- _Written task_
Starting from the line containing "the woman's face", write out every remaining line exactly, the last one included.

BEGIN Records

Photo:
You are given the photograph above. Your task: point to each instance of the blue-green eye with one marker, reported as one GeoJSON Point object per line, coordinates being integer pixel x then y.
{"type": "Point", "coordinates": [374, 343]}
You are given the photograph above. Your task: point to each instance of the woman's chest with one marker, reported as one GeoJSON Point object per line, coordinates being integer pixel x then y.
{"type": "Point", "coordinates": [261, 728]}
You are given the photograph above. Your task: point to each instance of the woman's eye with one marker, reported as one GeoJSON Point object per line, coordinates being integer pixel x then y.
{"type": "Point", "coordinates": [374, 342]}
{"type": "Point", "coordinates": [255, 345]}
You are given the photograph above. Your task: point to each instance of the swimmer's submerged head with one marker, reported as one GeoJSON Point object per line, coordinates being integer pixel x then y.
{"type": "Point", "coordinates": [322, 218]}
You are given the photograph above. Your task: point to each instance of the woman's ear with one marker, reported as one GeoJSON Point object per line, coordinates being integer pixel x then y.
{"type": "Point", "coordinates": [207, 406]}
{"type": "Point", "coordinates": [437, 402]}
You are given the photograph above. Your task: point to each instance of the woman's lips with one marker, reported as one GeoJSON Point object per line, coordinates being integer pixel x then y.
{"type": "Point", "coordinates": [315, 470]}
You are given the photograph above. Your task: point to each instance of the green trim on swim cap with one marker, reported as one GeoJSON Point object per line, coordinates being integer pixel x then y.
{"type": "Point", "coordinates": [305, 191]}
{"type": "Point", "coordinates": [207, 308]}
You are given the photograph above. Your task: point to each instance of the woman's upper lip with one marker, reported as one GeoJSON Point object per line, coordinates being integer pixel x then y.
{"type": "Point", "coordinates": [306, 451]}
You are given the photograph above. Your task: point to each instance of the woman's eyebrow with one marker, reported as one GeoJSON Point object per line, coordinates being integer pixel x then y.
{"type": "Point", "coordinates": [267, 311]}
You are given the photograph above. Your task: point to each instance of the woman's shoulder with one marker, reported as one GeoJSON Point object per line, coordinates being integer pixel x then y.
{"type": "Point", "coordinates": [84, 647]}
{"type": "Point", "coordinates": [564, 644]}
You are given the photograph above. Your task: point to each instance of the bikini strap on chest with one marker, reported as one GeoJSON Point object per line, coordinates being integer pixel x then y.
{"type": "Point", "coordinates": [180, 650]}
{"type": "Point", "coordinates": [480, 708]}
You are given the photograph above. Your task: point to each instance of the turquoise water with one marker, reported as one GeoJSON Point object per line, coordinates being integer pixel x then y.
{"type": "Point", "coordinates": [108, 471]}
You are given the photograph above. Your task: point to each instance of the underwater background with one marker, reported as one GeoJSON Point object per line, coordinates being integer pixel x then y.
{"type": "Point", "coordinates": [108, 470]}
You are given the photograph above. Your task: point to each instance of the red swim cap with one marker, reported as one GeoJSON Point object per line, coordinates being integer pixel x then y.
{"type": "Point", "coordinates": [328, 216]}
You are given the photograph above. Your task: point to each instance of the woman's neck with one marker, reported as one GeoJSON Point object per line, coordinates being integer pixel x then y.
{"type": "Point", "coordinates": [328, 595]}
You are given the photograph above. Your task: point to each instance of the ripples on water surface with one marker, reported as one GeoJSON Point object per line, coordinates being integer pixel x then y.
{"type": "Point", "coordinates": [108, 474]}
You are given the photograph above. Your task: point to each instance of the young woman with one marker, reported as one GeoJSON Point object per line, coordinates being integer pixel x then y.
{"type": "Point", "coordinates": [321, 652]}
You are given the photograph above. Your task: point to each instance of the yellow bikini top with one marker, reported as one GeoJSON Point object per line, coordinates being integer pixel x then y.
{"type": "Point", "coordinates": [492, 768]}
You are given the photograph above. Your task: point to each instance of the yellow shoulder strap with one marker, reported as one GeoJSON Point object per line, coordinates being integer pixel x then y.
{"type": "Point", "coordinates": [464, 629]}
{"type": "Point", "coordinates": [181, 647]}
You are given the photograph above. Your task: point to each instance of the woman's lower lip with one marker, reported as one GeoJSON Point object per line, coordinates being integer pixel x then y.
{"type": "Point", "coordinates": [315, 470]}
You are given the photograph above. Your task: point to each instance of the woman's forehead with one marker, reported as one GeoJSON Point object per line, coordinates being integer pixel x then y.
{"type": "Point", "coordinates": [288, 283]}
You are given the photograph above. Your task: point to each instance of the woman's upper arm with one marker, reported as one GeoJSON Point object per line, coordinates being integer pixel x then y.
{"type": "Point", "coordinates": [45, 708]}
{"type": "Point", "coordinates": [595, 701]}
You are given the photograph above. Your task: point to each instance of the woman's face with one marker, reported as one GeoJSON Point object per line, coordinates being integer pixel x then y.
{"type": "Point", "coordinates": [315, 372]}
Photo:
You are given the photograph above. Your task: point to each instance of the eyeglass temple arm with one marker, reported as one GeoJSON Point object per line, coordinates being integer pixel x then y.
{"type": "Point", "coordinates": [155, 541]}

END Records

- _Problem solution_
You are given the photograph above. Your task: point to each instance of the woman's face with one marker, reported as one GeoJSON Point object per line, coordinates being integer pixel x then y.
{"type": "Point", "coordinates": [315, 372]}
Photo:
You are given the photograph above. Your task: point to each instance of the eyeglass temple arm with one marker, reported as one GeoJSON Point object per line, coordinates being integer pixel x then y.
{"type": "Point", "coordinates": [155, 541]}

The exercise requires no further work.